What you will do: Each entry must be output once more without any change.
--
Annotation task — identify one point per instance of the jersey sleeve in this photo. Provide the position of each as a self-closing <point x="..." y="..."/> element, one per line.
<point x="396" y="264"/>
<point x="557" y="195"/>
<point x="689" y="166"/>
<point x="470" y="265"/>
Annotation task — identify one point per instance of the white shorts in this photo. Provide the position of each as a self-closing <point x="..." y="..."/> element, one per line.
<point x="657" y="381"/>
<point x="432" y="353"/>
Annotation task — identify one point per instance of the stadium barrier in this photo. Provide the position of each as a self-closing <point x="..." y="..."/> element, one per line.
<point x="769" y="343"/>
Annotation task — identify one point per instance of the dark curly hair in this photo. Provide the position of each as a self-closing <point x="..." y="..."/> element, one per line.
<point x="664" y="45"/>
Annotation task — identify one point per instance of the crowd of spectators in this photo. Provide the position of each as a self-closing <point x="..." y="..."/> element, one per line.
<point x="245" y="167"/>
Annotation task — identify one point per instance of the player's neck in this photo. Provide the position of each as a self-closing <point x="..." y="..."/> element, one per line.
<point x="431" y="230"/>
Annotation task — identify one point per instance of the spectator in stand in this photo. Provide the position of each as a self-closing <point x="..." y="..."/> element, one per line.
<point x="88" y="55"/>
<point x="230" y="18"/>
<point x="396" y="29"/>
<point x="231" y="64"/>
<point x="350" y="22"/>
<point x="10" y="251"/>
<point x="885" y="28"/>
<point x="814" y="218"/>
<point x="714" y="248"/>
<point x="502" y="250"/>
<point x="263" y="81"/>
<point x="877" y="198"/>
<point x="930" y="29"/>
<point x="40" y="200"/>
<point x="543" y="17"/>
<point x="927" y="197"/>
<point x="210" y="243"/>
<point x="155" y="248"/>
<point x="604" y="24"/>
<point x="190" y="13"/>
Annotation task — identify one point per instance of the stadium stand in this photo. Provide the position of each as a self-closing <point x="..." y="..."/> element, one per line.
--
Answer area:
Annotation task — identify one point per instance of the jersey sleeve in this photo. Provide the position of each as a self-closing <point x="..." y="..."/> element, one per line.
<point x="396" y="264"/>
<point x="557" y="195"/>
<point x="689" y="166"/>
<point x="470" y="265"/>
Annotation task — identify one point per instance of the white shorts in this photo. Provide the position of each as a self-closing <point x="..." y="..."/> element, one per line.
<point x="657" y="381"/>
<point x="432" y="353"/>
Annotation task — identify one point per instance of the stadium barrier in this photo. Provide the position of each as a self-closing <point x="..." y="..."/> element, one per line.
<point x="769" y="343"/>
Annotation task — identify one point per instance of the dark curly hair in this photo. Provide the position of each as a self-closing <point x="..." y="..."/> element, one per line.
<point x="664" y="45"/>
Annotation task — identify one point per instance of the crowd of spectators in this photo. Provide the position of each as a self-closing <point x="..." y="..."/> element, one per line.
<point x="245" y="167"/>
Annotation task — identify one point per instance of the player's neck in this photo. Provide the position of each as a self-closing <point x="..." y="..."/> element, one per line.
<point x="431" y="230"/>
Annotation task — identify one point per instance of the spectator in stand in this photo. Provide the position of each as a self-closing <point x="..." y="..."/> element, one per line.
<point x="88" y="55"/>
<point x="230" y="18"/>
<point x="396" y="29"/>
<point x="231" y="64"/>
<point x="350" y="22"/>
<point x="10" y="251"/>
<point x="885" y="28"/>
<point x="814" y="218"/>
<point x="714" y="248"/>
<point x="502" y="250"/>
<point x="263" y="81"/>
<point x="877" y="198"/>
<point x="930" y="29"/>
<point x="40" y="200"/>
<point x="543" y="17"/>
<point x="927" y="197"/>
<point x="210" y="243"/>
<point x="155" y="248"/>
<point x="604" y="24"/>
<point x="190" y="13"/>
Annotation task — identify one point per instance of the stadium stand in this photo. Provide the position of each as a self-closing <point x="..." y="..."/> element, one per line.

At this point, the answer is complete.